Give back the records in their entirety, exactly.

══ PROVIDED DATA

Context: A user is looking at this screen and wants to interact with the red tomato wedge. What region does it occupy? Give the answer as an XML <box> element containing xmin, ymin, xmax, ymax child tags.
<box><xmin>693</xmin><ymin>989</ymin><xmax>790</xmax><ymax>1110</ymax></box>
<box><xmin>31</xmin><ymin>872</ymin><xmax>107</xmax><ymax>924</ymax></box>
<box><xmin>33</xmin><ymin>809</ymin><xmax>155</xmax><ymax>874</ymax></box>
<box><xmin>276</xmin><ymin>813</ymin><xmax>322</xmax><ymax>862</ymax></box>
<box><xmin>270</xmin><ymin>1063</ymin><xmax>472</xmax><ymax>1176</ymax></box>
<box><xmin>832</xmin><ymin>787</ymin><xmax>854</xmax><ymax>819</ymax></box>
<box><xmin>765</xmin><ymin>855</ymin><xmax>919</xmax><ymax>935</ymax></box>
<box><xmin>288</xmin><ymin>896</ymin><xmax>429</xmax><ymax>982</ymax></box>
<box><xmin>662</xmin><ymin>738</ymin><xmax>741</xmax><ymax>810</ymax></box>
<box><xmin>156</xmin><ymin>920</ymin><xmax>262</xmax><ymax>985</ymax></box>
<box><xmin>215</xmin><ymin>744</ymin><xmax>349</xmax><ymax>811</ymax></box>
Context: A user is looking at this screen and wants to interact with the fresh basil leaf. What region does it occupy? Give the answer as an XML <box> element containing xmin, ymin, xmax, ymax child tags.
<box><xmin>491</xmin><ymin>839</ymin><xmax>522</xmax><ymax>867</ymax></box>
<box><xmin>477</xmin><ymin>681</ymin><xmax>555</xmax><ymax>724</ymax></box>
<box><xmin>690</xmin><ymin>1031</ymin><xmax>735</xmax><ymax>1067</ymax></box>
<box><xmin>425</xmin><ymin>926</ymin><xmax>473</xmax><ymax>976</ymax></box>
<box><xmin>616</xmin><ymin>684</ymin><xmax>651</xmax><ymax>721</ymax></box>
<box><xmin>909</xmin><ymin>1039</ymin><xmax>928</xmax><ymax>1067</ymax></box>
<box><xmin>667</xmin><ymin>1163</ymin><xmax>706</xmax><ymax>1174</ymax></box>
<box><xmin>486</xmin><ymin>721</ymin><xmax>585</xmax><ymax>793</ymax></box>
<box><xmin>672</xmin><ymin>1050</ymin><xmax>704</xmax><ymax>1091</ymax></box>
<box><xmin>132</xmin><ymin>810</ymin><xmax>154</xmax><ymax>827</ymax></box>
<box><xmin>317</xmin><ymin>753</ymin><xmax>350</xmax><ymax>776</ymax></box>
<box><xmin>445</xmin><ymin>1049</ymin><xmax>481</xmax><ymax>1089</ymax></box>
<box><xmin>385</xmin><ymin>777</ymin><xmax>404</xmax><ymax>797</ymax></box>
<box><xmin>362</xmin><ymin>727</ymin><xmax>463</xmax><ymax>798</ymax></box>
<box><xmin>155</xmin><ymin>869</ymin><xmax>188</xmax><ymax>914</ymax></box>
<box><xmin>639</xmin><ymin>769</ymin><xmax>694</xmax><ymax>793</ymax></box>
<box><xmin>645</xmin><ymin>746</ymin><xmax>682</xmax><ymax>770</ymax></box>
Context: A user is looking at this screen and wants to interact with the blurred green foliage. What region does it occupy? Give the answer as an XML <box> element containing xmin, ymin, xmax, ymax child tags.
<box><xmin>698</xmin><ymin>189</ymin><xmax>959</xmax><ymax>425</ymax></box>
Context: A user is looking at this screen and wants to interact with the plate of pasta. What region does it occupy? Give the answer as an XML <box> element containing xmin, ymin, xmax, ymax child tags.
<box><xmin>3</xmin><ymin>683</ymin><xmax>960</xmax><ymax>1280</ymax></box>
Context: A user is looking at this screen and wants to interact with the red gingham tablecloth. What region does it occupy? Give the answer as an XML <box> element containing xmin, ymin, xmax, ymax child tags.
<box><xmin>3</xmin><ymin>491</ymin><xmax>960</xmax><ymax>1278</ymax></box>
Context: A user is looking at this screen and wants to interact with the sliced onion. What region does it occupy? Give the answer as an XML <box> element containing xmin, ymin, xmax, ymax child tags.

════

> _SOLUTION FOR THIS TASK_:
Context: A user is looking at this screen and wants to interact with the red tomato wedge. What region does it occupy? Give the answer as an XML <box> element containing xmin, ymin, xmax, ymax child tags.
<box><xmin>693</xmin><ymin>989</ymin><xmax>790</xmax><ymax>1110</ymax></box>
<box><xmin>31</xmin><ymin>872</ymin><xmax>107</xmax><ymax>924</ymax></box>
<box><xmin>33</xmin><ymin>809</ymin><xmax>155</xmax><ymax>874</ymax></box>
<box><xmin>276</xmin><ymin>813</ymin><xmax>322</xmax><ymax>862</ymax></box>
<box><xmin>270</xmin><ymin>1063</ymin><xmax>472</xmax><ymax>1176</ymax></box>
<box><xmin>832</xmin><ymin>787</ymin><xmax>854</xmax><ymax>819</ymax></box>
<box><xmin>765</xmin><ymin>855</ymin><xmax>919</xmax><ymax>935</ymax></box>
<box><xmin>288</xmin><ymin>896</ymin><xmax>429</xmax><ymax>982</ymax></box>
<box><xmin>662</xmin><ymin>738</ymin><xmax>741</xmax><ymax>810</ymax></box>
<box><xmin>156</xmin><ymin>920</ymin><xmax>262</xmax><ymax>985</ymax></box>
<box><xmin>215</xmin><ymin>744</ymin><xmax>349</xmax><ymax>811</ymax></box>
Context: A user is looking at this screen and wants to interact with the fresh basil leaf. What region does it occupy? Give the answer as an XML <box> element containing xmin, ymin, xmax, ymax child tags.
<box><xmin>491</xmin><ymin>839</ymin><xmax>522</xmax><ymax>867</ymax></box>
<box><xmin>477</xmin><ymin>681</ymin><xmax>555</xmax><ymax>724</ymax></box>
<box><xmin>690</xmin><ymin>1031</ymin><xmax>735</xmax><ymax>1067</ymax></box>
<box><xmin>425</xmin><ymin>926</ymin><xmax>473</xmax><ymax>976</ymax></box>
<box><xmin>616</xmin><ymin>684</ymin><xmax>651</xmax><ymax>721</ymax></box>
<box><xmin>909</xmin><ymin>1039</ymin><xmax>928</xmax><ymax>1067</ymax></box>
<box><xmin>667</xmin><ymin>1163</ymin><xmax>706</xmax><ymax>1174</ymax></box>
<box><xmin>486</xmin><ymin>721</ymin><xmax>585</xmax><ymax>793</ymax></box>
<box><xmin>672</xmin><ymin>1050</ymin><xmax>704</xmax><ymax>1091</ymax></box>
<box><xmin>132</xmin><ymin>810</ymin><xmax>154</xmax><ymax>827</ymax></box>
<box><xmin>317</xmin><ymin>753</ymin><xmax>350</xmax><ymax>776</ymax></box>
<box><xmin>445</xmin><ymin>1049</ymin><xmax>481</xmax><ymax>1089</ymax></box>
<box><xmin>385</xmin><ymin>777</ymin><xmax>404</xmax><ymax>797</ymax></box>
<box><xmin>362</xmin><ymin>727</ymin><xmax>463</xmax><ymax>798</ymax></box>
<box><xmin>155</xmin><ymin>869</ymin><xmax>188</xmax><ymax>914</ymax></box>
<box><xmin>639</xmin><ymin>769</ymin><xmax>694</xmax><ymax>793</ymax></box>
<box><xmin>645</xmin><ymin>746</ymin><xmax>682</xmax><ymax>770</ymax></box>
Context: A user is looking at this screen and wants to interact with the blurred green foliage. What region does it occupy? Give the answer as an XML <box> element containing xmin, ymin, xmax, ymax child tags.
<box><xmin>698</xmin><ymin>189</ymin><xmax>959</xmax><ymax>425</ymax></box>
Context: A user is looking at this screen and wants to interact with the plate of pasta. What region does it occupy? Give the answer as an XML <box> element containing xmin, ymin, xmax, ymax child tags.
<box><xmin>3</xmin><ymin>683</ymin><xmax>960</xmax><ymax>1280</ymax></box>
Context: A user is looking at this screen and wants to interact with the red gingham tablecloth. What region does it occupy? Give the answer as an XML <box> element containing xmin, ymin, xmax, ymax child tags.
<box><xmin>3</xmin><ymin>491</ymin><xmax>960</xmax><ymax>1278</ymax></box>
Context: A user is looking at this screen and wants to interact with the sliced onion. What region does it occupy? Give the answer as an XML <box> element containing xmin, ymin, xmax, ymax child tags.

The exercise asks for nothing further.